> **Aim of the exercise**
Using the entries below, give the count of lines that hold "ornament". Say nothing besides the number.
[[ Given data, beginning ]]
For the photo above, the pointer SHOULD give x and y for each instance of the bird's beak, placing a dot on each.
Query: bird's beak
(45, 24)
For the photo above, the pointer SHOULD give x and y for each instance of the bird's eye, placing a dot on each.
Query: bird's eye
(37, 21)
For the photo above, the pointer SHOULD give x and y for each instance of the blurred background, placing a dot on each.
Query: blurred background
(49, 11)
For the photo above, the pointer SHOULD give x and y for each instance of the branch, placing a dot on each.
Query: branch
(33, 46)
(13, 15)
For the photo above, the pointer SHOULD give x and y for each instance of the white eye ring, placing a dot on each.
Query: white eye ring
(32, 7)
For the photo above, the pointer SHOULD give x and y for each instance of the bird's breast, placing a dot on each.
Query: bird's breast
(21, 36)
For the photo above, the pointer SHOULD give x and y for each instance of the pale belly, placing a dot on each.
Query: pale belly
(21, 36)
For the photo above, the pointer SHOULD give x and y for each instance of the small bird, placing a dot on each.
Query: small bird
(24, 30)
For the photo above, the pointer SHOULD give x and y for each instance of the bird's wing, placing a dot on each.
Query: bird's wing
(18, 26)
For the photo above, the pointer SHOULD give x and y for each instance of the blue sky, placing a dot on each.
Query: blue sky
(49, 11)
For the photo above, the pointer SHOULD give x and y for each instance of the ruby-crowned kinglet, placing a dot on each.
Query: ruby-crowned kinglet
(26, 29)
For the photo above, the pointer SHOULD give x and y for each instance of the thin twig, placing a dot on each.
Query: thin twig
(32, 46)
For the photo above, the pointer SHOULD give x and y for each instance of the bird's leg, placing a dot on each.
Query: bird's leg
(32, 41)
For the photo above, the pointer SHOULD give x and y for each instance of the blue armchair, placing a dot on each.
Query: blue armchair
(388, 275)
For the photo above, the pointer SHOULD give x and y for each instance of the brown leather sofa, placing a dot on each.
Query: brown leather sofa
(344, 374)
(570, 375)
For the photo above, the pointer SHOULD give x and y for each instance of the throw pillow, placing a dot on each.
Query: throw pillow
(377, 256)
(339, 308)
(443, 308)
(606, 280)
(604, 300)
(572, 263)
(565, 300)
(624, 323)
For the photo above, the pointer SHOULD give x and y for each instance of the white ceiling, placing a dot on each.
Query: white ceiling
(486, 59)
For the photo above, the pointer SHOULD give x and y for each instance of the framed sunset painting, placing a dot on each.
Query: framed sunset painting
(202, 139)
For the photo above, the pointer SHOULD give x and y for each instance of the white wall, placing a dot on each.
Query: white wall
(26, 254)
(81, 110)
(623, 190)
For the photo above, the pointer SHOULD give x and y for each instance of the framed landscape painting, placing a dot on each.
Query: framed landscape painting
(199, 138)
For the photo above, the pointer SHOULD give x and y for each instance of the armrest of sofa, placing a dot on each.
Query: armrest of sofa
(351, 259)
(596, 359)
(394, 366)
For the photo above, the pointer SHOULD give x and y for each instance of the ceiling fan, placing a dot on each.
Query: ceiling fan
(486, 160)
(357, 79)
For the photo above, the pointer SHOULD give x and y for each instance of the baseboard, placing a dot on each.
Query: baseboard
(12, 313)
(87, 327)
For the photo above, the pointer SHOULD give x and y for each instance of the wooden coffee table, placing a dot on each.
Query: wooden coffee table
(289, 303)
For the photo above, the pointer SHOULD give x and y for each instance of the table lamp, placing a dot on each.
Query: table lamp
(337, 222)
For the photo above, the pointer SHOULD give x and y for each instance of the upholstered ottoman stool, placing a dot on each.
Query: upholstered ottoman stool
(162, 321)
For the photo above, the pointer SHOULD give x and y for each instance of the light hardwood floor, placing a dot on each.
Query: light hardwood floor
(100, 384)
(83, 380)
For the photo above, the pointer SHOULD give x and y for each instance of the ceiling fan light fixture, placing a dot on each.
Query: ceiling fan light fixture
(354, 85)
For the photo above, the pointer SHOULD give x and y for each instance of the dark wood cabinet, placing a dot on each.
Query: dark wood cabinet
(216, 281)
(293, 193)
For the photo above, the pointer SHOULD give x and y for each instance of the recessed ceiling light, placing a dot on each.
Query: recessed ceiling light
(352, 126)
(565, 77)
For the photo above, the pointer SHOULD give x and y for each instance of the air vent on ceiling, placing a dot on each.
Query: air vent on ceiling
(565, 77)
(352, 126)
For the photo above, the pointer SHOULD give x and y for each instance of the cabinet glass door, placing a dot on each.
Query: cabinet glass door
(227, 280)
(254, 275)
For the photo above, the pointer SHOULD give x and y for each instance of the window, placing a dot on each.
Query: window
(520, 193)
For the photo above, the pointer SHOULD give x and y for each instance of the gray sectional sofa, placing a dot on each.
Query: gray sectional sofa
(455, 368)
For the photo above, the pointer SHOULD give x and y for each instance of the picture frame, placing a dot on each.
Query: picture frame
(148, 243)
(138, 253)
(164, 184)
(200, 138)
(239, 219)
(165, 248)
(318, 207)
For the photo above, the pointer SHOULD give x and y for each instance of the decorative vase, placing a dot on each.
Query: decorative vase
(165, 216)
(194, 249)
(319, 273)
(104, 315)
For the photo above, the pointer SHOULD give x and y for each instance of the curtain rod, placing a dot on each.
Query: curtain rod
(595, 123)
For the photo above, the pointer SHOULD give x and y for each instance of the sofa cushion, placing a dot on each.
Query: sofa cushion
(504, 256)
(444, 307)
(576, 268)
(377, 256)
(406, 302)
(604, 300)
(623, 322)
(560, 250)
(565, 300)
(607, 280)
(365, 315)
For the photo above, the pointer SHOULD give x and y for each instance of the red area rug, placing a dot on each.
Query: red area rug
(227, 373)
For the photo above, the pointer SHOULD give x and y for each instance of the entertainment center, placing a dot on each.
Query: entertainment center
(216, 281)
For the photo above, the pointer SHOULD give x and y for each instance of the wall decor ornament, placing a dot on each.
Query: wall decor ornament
[[ Given data, end ]]
> **Your solution**
2